Here are some very intelligent words from down under. Former Labor foreign minister of Australia, Bob Carr said during a recent interview how much he liked Fox News. He said,
"I am delighted because it is a textbook experiment in how to make the Republican Party unelectable. If you are running as a candidate for the Republicans, you must do Fox News and you must pander to the table thumpers. By the time the general election comes around the candidate is too right wing to get elected. I think it is delightful.”
As Crocodile Dundee would say, “That’s a knife.”
Litte Teddy’s Pa, Rafel (Rhymes with Fidel) Cruz is back at it again proving that the banana doesn’t fall far from the tree. During a presentation he made to the Dean Bible Ministries he told them what he thinks of evolution. He said, "That’s why communism and evolution go hand and hand. Evolution is one of the strongest tools of Marxism because if they can convince you that you came from a monkey, it’s much easier to convince you that God does not exist.” Rafel doesn’t seem to realize that sometimes evolution is slower in some than others. Obviously he hasn’t made it though the monkey stage yet.

**Data lines**.
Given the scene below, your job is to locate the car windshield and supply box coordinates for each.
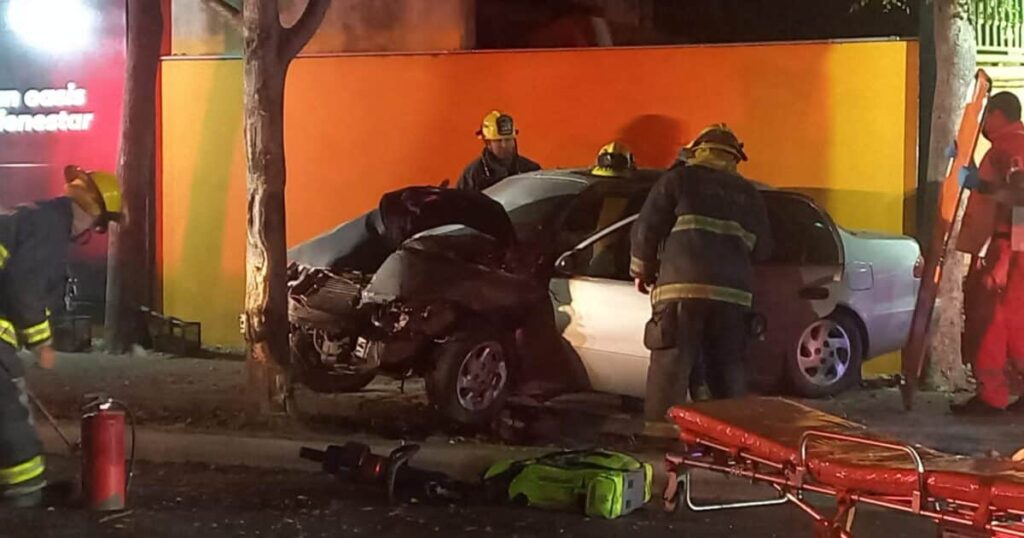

**Problems to solve**.
1 – List every passage in the political commentary that is set in quotation marks.
2 – Return the political commentary word for word, from "Litte Teddy’s Pa, Rafel" to "monkey stage yet.".

**Answers to the exercise**.
1 –
1. "I am delighted because it is a textbook experiment in how to make the Republican Party unelectable. If you are running as a candidate for the Republicans, you must do Fox News and you must pander to the table thumpers. By the time the general election comes around the candidate is too right wing to get elected. I think it is delightful."
2. "That's a knife."
3. "That's why communism and evolution go hand and hand. Evolution is one of the strongest tools of Marxism because if they can convince you that you came from a monkey, it's much easier to convince you that God does not exist."

2 –
Litte Teddy’s Pa, Rafel (Rhymes with Fidel) Cruz is back at it again proving that the banana doesn’t fall far from the tree. During a presentation he made to the Dean Bible Ministries he told them what he thinks of evolution. He said, "That’s why communism and evolution go hand and hand. Evolution is one of the strongest tools of Marxism because if they can convince you that you came from a monkey, it’s much easier to convince you that God does not exist.” Rafel doesn’t seem to realize that sometimes evolution is slower in some than others. Obviously he hasn’t made it though the monkey stage yet.